[REQUIRED ACTION]
From the first line through the last, transcribe the listing word for word.

[SUPPLIED RECORDS]
+-------+

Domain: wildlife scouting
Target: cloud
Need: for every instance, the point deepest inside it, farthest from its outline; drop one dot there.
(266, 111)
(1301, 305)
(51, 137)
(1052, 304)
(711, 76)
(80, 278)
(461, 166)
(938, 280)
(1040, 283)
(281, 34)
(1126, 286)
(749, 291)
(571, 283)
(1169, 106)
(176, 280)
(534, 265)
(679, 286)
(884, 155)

+-------+

[EXERCISE OUTPUT]
Domain: wildlife scouting
Target: cloud
Need: for every instance, the point deepest inside it, farthest from its outline; drop one dot there.
(266, 111)
(1301, 305)
(51, 137)
(1052, 304)
(711, 76)
(80, 278)
(461, 166)
(938, 280)
(1040, 283)
(281, 34)
(1126, 286)
(749, 291)
(571, 283)
(1169, 106)
(176, 280)
(534, 265)
(679, 286)
(884, 155)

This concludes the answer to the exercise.